- _What is being asked_
Please take the records that follow and repeat exactly the lines starting with the line with "If you could pin the forest" and going on through the line with "If you could pin the narrow".

- _Data_
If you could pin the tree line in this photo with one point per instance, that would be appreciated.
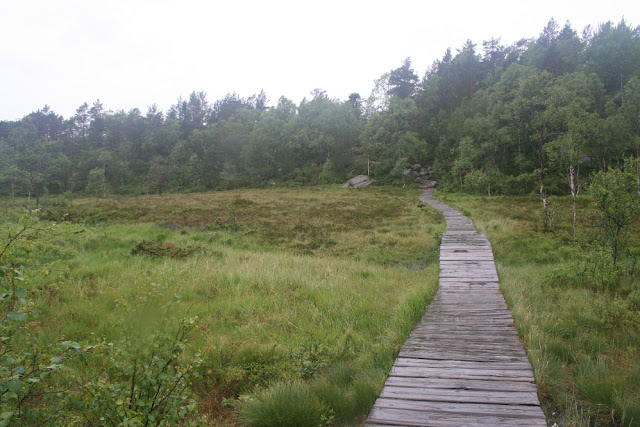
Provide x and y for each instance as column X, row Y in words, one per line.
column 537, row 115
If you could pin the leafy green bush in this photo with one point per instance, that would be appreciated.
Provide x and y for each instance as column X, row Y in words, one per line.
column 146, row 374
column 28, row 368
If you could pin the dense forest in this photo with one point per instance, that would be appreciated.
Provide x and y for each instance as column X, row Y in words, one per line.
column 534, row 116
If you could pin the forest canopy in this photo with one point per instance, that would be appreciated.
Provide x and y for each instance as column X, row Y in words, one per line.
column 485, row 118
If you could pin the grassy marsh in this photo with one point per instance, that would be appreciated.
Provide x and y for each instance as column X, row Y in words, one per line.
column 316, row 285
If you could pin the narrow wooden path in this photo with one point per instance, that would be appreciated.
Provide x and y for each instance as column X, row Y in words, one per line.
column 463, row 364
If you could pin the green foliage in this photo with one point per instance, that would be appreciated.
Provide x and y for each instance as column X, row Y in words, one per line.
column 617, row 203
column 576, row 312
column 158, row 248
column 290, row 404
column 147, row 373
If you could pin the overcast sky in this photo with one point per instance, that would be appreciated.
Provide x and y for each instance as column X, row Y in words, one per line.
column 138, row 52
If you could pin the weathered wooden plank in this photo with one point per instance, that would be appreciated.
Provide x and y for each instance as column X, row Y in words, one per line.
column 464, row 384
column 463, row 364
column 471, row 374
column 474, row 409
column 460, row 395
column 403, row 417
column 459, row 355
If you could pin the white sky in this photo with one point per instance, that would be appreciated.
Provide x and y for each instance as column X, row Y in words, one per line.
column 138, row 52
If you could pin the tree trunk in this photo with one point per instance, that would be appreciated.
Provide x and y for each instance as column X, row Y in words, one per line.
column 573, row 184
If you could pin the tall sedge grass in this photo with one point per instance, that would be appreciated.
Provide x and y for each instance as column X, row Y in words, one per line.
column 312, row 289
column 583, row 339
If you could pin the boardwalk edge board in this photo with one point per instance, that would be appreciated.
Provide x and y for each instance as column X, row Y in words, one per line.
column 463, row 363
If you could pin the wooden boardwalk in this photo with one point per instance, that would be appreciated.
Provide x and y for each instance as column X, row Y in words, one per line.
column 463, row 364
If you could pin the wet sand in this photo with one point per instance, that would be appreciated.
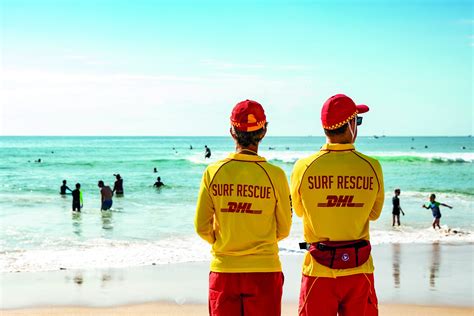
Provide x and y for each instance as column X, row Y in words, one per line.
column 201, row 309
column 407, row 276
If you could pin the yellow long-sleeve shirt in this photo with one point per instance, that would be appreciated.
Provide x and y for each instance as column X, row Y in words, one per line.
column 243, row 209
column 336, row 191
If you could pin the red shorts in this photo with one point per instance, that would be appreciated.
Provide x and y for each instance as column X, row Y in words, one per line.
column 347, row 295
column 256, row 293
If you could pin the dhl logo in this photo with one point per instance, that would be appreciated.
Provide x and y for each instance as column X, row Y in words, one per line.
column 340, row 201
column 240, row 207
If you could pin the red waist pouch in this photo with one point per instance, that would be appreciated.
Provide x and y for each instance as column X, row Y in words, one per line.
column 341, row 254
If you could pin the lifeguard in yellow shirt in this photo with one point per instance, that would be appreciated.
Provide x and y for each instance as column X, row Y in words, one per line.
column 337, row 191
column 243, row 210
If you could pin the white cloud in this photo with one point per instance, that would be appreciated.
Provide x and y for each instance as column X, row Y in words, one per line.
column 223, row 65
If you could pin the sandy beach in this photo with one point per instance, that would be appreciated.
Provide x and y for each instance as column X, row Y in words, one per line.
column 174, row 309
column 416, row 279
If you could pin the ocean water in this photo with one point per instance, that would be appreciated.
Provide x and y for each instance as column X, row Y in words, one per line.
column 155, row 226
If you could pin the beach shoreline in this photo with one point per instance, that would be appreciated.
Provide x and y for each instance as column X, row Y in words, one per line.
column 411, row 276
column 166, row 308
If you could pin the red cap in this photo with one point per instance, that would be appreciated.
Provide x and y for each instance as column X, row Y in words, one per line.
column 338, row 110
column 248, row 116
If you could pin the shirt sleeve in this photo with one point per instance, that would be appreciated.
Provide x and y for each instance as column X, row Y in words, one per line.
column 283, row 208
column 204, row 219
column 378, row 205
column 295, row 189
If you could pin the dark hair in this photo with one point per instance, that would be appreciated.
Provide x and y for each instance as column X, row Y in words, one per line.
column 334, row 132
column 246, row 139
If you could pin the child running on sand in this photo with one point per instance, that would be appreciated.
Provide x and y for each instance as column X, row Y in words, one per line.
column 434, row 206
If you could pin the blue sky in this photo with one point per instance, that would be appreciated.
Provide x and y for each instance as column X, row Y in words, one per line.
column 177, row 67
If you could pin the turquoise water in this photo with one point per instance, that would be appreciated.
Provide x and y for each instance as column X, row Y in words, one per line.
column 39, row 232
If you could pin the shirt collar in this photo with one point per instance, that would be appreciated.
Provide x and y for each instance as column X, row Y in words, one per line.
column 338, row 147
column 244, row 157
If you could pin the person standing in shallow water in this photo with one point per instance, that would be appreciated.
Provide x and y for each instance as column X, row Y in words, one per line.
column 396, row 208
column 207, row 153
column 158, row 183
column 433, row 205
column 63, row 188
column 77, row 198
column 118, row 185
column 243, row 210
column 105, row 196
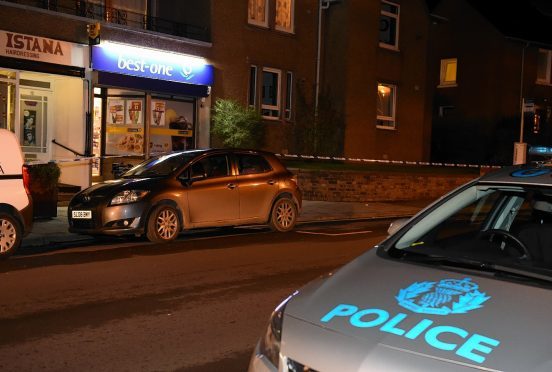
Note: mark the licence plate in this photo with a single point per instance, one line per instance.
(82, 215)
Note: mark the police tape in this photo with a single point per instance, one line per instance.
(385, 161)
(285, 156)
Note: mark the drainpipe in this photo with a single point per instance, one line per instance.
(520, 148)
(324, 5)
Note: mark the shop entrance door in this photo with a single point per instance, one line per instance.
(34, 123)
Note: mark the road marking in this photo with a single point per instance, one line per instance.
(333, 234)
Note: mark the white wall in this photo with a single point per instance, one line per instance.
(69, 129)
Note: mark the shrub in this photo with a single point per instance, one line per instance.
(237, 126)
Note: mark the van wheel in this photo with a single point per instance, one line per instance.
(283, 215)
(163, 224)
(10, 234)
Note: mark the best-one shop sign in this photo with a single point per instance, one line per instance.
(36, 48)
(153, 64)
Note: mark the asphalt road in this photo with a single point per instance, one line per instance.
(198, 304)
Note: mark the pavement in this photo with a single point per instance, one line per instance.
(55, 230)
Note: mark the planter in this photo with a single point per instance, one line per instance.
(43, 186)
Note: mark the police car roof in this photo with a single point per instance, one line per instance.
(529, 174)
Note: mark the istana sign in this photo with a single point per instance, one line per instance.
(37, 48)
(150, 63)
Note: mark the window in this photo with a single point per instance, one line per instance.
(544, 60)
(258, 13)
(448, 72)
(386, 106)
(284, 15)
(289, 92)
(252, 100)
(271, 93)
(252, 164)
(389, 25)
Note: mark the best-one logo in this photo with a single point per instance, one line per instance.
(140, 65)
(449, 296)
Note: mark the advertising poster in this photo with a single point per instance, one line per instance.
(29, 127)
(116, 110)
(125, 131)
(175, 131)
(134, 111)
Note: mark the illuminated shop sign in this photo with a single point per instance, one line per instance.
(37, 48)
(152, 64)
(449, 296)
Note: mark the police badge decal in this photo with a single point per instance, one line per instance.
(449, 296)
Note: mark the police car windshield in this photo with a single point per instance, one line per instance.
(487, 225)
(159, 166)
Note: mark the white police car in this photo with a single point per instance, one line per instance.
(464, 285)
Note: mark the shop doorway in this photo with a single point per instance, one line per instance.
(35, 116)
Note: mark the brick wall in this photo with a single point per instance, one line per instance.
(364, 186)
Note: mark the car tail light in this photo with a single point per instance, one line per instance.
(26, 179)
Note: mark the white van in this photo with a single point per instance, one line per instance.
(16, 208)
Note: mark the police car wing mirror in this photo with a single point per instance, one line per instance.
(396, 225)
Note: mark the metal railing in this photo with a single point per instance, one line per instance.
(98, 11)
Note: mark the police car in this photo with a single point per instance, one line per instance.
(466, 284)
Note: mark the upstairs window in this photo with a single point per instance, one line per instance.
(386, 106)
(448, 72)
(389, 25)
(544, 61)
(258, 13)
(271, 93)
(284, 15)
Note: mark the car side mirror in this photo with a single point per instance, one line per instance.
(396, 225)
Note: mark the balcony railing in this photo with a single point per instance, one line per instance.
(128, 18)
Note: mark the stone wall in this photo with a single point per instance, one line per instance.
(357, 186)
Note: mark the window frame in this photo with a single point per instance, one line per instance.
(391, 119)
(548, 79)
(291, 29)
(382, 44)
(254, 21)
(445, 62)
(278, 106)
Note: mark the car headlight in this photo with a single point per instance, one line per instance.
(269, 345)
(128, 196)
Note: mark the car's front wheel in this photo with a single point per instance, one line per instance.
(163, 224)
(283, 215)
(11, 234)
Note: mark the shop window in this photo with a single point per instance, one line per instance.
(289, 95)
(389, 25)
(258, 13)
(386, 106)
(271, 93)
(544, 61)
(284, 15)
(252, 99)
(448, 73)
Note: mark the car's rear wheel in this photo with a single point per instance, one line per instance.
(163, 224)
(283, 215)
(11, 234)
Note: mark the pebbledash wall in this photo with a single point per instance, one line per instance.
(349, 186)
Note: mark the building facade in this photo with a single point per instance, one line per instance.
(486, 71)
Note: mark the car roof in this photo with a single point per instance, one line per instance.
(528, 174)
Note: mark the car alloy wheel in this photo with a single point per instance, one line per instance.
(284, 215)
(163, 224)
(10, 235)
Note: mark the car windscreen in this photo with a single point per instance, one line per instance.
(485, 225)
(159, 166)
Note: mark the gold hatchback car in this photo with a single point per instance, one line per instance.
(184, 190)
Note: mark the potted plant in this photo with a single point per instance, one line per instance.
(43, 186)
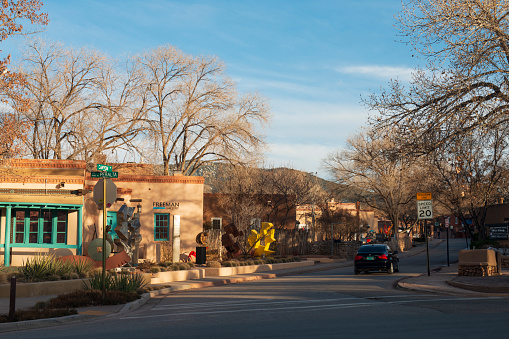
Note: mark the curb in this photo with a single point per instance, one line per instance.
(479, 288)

- _Output_
If you could pin the forest canopy in this photo with one point per instance, that would be appreciated.
Provide x and y for each instance as column X, row Y in words, one per line.
column 485, row 118
If you could pin the grassy marsh in this photo with one point per instance, that would be appreciated.
Provide x and y for each instance as column X, row Y in words, one per line.
column 316, row 285
If you could pin the narrow wooden path in this photo with one point per instance, that would be appreciated.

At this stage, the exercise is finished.